### INFORMATION GIVEN
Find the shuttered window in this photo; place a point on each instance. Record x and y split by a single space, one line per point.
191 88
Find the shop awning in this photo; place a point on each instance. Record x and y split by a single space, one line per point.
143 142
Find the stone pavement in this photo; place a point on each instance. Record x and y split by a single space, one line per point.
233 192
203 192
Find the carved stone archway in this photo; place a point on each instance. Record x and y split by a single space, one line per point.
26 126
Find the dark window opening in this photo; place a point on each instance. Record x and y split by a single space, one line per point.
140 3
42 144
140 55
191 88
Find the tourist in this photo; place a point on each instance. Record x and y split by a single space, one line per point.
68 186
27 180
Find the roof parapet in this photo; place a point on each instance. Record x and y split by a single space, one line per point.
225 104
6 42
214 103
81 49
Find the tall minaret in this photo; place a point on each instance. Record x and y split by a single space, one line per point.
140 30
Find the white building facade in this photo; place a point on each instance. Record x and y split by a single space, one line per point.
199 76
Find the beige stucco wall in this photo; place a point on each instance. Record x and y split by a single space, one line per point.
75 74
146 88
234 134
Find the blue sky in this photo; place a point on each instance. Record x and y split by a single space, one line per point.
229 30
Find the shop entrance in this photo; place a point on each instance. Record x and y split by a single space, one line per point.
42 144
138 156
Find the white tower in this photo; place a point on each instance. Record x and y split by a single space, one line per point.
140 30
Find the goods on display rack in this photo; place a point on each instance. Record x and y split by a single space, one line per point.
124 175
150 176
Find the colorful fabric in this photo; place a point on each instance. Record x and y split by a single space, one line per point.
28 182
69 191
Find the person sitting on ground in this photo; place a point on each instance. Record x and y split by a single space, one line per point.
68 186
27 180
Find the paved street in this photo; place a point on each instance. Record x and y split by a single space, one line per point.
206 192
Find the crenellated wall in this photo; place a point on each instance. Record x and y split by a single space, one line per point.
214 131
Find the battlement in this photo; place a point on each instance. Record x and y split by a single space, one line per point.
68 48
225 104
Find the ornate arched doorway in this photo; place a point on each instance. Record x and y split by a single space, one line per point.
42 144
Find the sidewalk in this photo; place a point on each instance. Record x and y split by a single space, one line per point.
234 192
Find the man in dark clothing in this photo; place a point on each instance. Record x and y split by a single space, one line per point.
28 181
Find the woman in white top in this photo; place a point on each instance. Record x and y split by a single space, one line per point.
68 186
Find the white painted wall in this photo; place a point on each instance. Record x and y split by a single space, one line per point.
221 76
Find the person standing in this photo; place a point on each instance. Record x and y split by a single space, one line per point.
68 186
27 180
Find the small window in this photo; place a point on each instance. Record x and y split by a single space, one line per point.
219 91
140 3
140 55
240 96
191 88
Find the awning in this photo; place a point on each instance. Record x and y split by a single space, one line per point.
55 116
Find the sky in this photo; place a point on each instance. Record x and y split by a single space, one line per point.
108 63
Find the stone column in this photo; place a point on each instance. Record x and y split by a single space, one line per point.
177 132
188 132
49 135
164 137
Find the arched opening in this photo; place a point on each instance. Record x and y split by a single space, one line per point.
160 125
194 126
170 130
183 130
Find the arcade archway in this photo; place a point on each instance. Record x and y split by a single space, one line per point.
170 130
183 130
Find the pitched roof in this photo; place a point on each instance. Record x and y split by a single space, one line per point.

### REQUIREMENTS
Convert all of the material above into a numbered list with one entry per line, leaving out any blank lines.

### THE OUTPUT
1. Find the shuttered window in this photo; place a point on each instance. Record x and y split by a single space, one line per point.
2. 191 88
3. Find the shop awning in this photo; place a point on each instance. Record x and y split by a single space, one line per point.
4. 143 142
5. Find the stone pavement in this photo; place a point on each instance. Record x and y split by a single space, one line per point.
6. 233 192
7. 203 192
8. Find the carved stone archway in this photo; place a point on each instance. Record x and y split by a single space, one line per point.
9. 26 126
10. Find the dark window opening in this photo; place a point on each instance. Record x and y split by a single space, one line per point.
11. 140 3
12. 42 144
13. 140 55
14. 191 88
15. Find the tourist in this photo; place a point on each instance. Record x and y split by a single space, one line per point.
16. 68 186
17. 27 180
18. Find the roof parapet in this photo; place a point on each instance. Record x and y split by a single space, one line per point.
19. 225 104
20. 6 42
21. 214 103
22. 81 49
23. Find the tall minaret in this photo; place a point on each instance. Record x and y split by a single space, one line per point.
24. 140 30
25. Find the white building facade in this photo; place a point on each instance. Record x and y split by a single space, one line per point.
26. 199 76
27. Find the beige stucco wall in this photo; place a point on each instance. Record x and y split by a single space, one line per point.
28. 75 74
29. 146 88
30. 234 134
31. Find the blue sky in this photo; place a point on each instance. Record x and y split by a single space, one line per point.
32. 229 30
33. Find the shop entrance in this photo; place a point on each instance. Record x and y split by a single space, one line per point.
34. 42 144
35. 138 156
36. Find the white tower in this photo; place a point on each instance. Record x and y split by a single space, one line per point.
37. 140 30
38. Find the goods on display rack in this photo; place a point on each instance. Record x and y split by a single space, one line per point.
39. 124 175
40. 150 176
41. Find the colorful fabric in this photo; place a point on each instance. Record x and y split by a single space, one line per point.
42. 28 182
43. 69 191
44. Find the person sitting on ground in this photo; place a point on each instance. Record x and y split by a single space, one line per point.
45. 68 186
46. 27 180
47. Find the paved street in this photo; place a point on each instance. Record x and y split by a single space, one line per point.
48. 206 192
49. Find the crenellated wall in this photo; place a point on each instance. Record x and y split by a single space, one line per point.
50. 214 131
51. Find the battlement in this photo; place a point on each instance. Record x and y split by a single space, one line per point.
52. 68 48
53. 225 104
54. Find the ornate arched doorway in this photo; place a point on each instance. Record x and y split by a single space, one line per point.
55. 42 144
56. Find the sidewalk in this photo; place a point on each instance. Record x and y split by a single space, one line per point.
57. 234 192
58. Find the man in dark clothing in this photo; place a point on each instance. Record x and y split by a single space, one line per point.
59. 28 181
60. Find the woman in white top in this photo; place a point on each instance. Record x and y split by a single space, one line per point.
61. 68 186
62. Find the white painted wall in this photo; place a point on each instance. Record x and y split by a single space, one line per point.
63. 221 76
64. Find the person standing in this photo; place a point on each instance. Record x and y split by a single space, one line per point.
65. 68 186
66. 27 180
67. Find the small window in this photo; place a point on each instance. Record x and y split by a single space, one line per point.
68. 219 91
69. 140 3
70. 140 55
71. 240 96
72. 191 88
73. Find the awning in this photo; place a point on each instance. Record x and y split by a single space, one line per point.
74. 55 116
75. Find the sky in this photo; place a point on each instance. Record x and y split by a single space, one line per point.
76. 108 63
77. Find the stone column in this photo; place a point on each instance. Record x and y split by a single space, one line per point.
78. 177 132
79. 188 132
80. 49 135
81. 164 137
82. Find the arched opening in this photo; place a point on each instance. Record x and y split by a single space, one line per point.
83. 160 125
84. 194 126
85. 170 130
86. 183 130
87. Find the arcade archway in this photo; place a point on each instance. Record x and y split by a single space, one line per point.
88. 170 130
89. 183 130
90. Find the pitched roof in this photo; place a point on each instance. Record x and y split by a single space, one line per point.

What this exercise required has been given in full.